» MATERIAL SUPPLIED:
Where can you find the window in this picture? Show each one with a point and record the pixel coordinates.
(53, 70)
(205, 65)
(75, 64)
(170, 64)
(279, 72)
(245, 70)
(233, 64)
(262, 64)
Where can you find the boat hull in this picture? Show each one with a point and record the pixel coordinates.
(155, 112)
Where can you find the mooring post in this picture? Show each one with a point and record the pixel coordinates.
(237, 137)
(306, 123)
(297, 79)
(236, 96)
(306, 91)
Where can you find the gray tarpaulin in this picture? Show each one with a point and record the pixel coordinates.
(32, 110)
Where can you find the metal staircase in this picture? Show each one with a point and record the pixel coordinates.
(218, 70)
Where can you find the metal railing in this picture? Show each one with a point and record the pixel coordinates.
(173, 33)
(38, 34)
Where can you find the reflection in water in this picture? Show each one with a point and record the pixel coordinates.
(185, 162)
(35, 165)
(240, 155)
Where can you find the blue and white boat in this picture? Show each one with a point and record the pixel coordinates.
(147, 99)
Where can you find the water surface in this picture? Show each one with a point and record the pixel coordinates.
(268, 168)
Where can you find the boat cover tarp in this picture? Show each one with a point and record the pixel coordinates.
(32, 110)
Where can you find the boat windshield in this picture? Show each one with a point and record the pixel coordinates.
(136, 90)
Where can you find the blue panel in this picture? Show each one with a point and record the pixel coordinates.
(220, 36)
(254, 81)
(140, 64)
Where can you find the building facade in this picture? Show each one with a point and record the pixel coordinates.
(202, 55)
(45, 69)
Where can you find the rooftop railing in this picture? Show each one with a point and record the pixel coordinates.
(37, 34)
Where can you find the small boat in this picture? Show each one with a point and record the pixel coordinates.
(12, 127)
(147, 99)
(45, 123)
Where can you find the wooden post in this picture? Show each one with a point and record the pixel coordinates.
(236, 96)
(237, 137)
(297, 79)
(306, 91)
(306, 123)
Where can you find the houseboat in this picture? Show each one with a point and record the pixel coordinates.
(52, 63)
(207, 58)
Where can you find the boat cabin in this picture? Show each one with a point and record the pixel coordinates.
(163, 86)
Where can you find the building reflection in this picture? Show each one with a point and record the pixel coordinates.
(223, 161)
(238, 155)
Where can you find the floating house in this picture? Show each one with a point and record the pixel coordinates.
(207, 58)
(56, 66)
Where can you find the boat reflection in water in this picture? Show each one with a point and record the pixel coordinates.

» PROBLEM DETAILS:
Please transcribe the entire listing exactly as given.

» RESPONSE TO THIS TASK:
Where can you find the window in this picture? Show each one with a point and record the pixel coordinates.
(53, 70)
(205, 65)
(75, 64)
(170, 64)
(279, 72)
(245, 70)
(233, 64)
(262, 64)
Where can you find the boat hull in this picture? Show each one with a point and record the pixel coordinates.
(155, 112)
Where can you find the mooring post in this picture? Show each one with a point and record the pixel coordinates.
(237, 137)
(306, 123)
(297, 79)
(236, 96)
(306, 91)
Where can you find the gray tarpaulin in this picture? Show each one with a point and record the pixel coordinates.
(32, 110)
Where can you find the metal staircase in this picture? Show each one with a point and record the pixel coordinates.
(218, 70)
Where can you find the metal railing in this picture? Show each one with a point and record the pixel coordinates.
(173, 33)
(38, 34)
Where can you find the reflection in water in this picture? Show each one with a point and record the pixel coordinates.
(185, 162)
(35, 165)
(240, 155)
Where can you find the blue and white boat in this picture? Show each one with a point and record the pixel coordinates.
(147, 99)
Where can you find the water surface in this picture? Show each one with a point and record the pixel coordinates.
(268, 168)
Where can you find the boat cover tarp in this picture? Show each one with a point and record the pixel coordinates.
(32, 110)
Where can you find the boat windshield in this picture? Show each one with a point and record the pixel coordinates.
(136, 90)
Where can you find the blue panel in this picture? Show each one with a point and record the pixel coordinates.
(220, 36)
(254, 81)
(140, 64)
Where can you find the building facade in this picture? Show each one with a point and record the pixel coordinates.
(202, 55)
(45, 69)
Where can you find the rooftop railing in this picture? Show each one with a point and record the pixel coordinates.
(37, 34)
Where can you find the small boat in this picture? Show each one with a point and record the pixel coordinates.
(12, 127)
(147, 99)
(45, 123)
Where can you find the wooden post in this picture? Show each one with a point and record the pixel coordinates.
(236, 96)
(237, 137)
(297, 79)
(306, 91)
(306, 123)
Where can you find the houseboat in this picture? Show each one with a point and record the pixel coordinates.
(52, 63)
(207, 58)
Where can you find the boat cabin in this picture? Show each one with a point and record the pixel coordinates.
(163, 86)
Where can you find the building reflection in this picture? Show each one with a point and record the pixel coordinates.
(223, 161)
(238, 155)
Where can you find the floating house in this picture? Show each one with a point and record the pixel coordinates.
(207, 58)
(56, 66)
Where can you find the boat reflection in water in this picture? Show each one with a point and record the pixel coordinates.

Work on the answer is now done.